# start of Data entries

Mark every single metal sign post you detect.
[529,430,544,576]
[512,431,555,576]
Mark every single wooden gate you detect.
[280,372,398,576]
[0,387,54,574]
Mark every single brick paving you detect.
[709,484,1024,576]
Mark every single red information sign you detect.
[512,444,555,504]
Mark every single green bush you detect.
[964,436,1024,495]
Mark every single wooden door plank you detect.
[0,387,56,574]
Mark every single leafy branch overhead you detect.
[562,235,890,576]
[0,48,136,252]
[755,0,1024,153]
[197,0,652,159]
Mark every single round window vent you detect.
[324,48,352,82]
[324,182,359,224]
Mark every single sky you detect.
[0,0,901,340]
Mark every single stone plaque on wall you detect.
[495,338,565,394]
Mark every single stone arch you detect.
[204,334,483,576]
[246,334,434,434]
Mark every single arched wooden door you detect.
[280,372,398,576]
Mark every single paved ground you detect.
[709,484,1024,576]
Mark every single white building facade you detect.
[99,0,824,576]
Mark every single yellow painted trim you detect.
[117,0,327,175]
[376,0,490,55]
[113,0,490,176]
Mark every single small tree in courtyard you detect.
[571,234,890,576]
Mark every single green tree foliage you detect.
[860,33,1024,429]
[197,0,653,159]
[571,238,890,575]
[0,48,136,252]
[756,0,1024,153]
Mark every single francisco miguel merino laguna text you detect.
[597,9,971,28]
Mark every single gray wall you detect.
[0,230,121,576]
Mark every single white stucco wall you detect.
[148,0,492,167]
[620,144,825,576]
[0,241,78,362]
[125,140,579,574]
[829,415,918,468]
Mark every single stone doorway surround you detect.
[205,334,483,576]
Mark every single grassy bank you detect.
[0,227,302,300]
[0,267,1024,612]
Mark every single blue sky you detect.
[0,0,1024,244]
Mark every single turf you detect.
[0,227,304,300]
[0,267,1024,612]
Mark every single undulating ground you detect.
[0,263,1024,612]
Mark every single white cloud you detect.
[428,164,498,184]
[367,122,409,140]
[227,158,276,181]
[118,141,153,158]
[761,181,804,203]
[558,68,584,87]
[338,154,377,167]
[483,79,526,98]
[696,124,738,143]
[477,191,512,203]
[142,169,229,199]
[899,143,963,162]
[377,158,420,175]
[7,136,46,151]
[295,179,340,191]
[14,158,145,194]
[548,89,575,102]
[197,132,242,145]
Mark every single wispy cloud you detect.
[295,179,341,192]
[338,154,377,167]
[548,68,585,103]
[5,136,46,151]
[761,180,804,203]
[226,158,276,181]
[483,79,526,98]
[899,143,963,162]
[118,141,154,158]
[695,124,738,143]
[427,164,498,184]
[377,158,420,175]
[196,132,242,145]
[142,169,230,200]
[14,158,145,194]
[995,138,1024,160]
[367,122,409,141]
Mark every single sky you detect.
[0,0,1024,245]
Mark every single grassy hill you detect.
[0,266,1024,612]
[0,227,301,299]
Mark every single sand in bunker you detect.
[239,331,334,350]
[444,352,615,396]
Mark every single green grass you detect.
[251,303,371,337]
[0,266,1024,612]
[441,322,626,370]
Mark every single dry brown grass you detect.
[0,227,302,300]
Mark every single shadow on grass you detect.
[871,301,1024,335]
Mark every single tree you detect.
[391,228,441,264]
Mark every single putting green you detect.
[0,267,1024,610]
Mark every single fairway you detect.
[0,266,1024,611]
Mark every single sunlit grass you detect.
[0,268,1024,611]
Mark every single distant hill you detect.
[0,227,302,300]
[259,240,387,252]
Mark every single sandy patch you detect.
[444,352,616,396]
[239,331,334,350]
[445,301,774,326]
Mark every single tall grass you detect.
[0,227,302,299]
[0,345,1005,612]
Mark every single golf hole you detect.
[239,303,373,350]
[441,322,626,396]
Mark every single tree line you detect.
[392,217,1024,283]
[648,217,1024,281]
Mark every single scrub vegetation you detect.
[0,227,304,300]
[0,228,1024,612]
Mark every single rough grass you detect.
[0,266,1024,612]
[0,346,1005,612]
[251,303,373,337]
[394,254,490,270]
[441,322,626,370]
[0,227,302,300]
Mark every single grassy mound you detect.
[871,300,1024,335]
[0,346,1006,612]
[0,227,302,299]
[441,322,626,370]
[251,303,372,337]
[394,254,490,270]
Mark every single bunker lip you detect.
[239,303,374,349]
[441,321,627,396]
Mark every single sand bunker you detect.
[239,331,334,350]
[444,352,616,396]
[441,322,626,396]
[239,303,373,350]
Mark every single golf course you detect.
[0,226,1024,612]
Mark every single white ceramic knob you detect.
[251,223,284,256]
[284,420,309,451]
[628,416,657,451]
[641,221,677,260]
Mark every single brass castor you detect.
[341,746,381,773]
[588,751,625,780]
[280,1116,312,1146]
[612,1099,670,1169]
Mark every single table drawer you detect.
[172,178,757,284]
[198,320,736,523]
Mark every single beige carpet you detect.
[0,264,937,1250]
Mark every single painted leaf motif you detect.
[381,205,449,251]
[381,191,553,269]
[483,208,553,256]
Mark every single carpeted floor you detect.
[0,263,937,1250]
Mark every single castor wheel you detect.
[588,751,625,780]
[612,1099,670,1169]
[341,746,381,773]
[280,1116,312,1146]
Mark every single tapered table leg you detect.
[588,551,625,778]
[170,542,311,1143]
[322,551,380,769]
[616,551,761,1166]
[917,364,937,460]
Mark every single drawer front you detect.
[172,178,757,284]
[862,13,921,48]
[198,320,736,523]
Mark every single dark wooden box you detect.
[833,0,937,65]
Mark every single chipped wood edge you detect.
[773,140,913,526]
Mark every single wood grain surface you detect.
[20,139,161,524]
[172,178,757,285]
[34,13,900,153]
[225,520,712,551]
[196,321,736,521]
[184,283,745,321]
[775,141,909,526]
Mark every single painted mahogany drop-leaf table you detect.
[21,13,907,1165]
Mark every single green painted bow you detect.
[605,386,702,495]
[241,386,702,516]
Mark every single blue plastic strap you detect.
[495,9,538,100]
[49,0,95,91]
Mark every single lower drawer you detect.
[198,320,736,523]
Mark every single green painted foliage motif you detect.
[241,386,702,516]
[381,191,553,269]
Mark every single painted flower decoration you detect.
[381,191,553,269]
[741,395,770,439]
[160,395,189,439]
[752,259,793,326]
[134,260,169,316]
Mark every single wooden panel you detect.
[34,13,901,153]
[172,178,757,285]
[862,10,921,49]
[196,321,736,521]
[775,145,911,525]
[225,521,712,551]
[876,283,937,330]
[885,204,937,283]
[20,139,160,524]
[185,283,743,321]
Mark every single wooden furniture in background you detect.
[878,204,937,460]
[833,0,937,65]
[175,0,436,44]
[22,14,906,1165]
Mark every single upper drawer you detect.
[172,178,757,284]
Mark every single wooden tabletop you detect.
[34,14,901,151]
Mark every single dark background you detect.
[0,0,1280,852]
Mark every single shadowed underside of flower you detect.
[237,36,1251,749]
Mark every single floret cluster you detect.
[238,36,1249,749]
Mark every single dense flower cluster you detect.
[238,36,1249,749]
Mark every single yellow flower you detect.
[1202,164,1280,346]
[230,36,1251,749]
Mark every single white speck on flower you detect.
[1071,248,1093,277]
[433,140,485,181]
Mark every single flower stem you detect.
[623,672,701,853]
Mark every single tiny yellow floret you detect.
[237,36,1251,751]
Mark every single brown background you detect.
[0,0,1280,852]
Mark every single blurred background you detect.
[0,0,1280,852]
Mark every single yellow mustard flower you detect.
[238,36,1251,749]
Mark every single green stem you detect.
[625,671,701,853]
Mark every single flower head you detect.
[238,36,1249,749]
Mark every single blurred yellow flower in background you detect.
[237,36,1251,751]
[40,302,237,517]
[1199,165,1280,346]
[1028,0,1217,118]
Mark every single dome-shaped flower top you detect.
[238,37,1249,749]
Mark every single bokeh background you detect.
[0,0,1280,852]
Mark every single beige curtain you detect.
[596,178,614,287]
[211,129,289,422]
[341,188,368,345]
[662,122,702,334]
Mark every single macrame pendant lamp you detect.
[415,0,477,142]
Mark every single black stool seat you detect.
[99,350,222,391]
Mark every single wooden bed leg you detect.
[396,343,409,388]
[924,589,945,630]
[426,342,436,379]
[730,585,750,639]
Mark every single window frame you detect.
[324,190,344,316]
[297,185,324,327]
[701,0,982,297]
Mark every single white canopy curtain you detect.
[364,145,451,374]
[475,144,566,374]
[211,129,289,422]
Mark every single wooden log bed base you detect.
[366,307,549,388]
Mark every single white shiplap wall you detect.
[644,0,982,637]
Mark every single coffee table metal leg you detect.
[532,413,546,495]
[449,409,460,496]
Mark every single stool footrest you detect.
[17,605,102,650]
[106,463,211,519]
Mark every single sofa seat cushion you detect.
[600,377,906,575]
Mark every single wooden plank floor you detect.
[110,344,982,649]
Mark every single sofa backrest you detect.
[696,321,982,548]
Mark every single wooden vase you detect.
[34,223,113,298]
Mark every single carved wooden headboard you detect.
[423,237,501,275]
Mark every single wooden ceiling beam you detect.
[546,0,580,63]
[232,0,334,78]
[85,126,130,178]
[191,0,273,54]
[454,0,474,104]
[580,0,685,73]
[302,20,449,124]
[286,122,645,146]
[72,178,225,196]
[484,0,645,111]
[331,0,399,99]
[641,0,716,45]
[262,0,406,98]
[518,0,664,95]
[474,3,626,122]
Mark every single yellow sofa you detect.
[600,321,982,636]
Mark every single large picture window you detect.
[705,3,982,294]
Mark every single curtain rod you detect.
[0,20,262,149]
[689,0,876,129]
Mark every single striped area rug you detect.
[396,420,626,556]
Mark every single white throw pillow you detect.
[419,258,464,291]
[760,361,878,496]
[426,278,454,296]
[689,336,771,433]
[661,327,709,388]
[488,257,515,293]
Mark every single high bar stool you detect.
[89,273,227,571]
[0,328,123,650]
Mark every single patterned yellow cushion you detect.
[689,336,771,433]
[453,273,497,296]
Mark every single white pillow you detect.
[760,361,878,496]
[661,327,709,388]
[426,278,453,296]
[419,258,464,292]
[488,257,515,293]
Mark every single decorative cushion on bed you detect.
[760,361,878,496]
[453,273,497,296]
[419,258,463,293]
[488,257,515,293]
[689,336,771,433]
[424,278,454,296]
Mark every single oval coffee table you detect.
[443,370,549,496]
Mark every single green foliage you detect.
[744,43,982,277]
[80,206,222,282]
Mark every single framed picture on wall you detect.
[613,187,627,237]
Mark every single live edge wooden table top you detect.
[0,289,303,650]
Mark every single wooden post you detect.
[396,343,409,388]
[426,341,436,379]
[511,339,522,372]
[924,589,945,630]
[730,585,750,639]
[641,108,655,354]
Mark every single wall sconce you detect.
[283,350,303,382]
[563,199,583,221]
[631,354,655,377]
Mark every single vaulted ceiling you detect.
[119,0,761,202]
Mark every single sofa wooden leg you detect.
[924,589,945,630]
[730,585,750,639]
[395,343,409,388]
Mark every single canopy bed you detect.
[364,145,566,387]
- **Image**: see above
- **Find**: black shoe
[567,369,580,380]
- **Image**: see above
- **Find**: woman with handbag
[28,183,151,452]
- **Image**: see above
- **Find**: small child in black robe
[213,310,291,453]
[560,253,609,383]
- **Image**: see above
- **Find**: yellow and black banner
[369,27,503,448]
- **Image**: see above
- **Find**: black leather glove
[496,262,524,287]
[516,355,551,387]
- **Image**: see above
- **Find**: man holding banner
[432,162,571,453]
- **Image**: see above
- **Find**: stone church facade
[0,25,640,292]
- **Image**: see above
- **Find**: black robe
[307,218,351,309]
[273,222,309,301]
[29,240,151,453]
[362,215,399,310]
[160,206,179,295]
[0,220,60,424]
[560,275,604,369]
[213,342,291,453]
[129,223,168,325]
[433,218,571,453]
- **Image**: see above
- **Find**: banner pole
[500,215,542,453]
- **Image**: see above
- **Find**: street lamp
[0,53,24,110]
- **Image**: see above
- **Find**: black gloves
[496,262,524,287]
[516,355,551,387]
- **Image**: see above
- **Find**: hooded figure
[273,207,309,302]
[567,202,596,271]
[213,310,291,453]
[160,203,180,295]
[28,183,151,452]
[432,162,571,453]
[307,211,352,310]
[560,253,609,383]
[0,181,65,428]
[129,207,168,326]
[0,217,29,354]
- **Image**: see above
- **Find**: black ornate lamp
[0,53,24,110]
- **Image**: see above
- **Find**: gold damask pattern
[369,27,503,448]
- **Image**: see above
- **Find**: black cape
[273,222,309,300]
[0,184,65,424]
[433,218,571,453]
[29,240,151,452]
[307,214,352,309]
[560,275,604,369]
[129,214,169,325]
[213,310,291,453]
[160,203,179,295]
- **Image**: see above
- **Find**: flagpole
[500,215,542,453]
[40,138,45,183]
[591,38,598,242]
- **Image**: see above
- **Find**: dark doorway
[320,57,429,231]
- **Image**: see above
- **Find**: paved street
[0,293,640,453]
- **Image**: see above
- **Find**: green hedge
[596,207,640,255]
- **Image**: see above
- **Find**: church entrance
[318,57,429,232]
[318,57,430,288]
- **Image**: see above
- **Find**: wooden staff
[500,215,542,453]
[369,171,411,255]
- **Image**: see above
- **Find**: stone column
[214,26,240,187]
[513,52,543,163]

# end of Data entries

Retype the stretch from the start of the items above through the line containing "[205,334,483,576]", with every line unchanged.

Mark every single metal sign post you detect.
[529,430,544,576]
[512,431,555,576]
Mark every single wooden gate you detect.
[280,372,398,576]
[0,387,54,574]
Mark every single brick paving you detect.
[709,484,1024,576]
Mark every single red information sign you detect.
[512,444,555,504]
Mark every single green bush you detect.
[964,436,1024,495]
Mark every single wooden door plank you detect.
[0,387,56,574]
Mark every single leafy branch overhead you detect.
[562,235,890,576]
[0,48,136,252]
[755,0,1024,153]
[197,0,652,159]
Mark every single round window vent you detect.
[324,48,352,82]
[324,182,359,224]
Mark every single sky you detect.
[0,0,901,340]
Mark every single stone plaque on wall you detect.
[495,338,565,394]
Mark every single stone arch you detect.
[204,334,483,576]
[246,334,434,434]
Mark every single arched wooden door you detect.
[280,372,398,576]
Mark every single paved ground you detect.
[709,484,1024,576]
Mark every single white building facade you detect.
[99,0,824,576]
Mark every single yellow painted trim you detect.
[117,0,327,175]
[376,0,490,55]
[113,0,490,176]
Mark every single small tree in courtyard you detect.
[571,234,890,576]
Mark every single green tree foliage you detect.
[860,33,1024,429]
[197,0,653,159]
[571,238,890,575]
[0,48,136,252]
[756,0,1024,153]
Mark every single francisco miguel merino laguna text you detect.
[597,9,971,28]
Mark every single gray wall you detect.
[0,230,121,576]
Mark every single white stucco wall you detect.
[148,0,492,167]
[620,144,825,576]
[0,241,78,362]
[125,140,579,574]
[829,415,918,468]
Mark every single stone doorway surround you detect.
[205,334,483,576]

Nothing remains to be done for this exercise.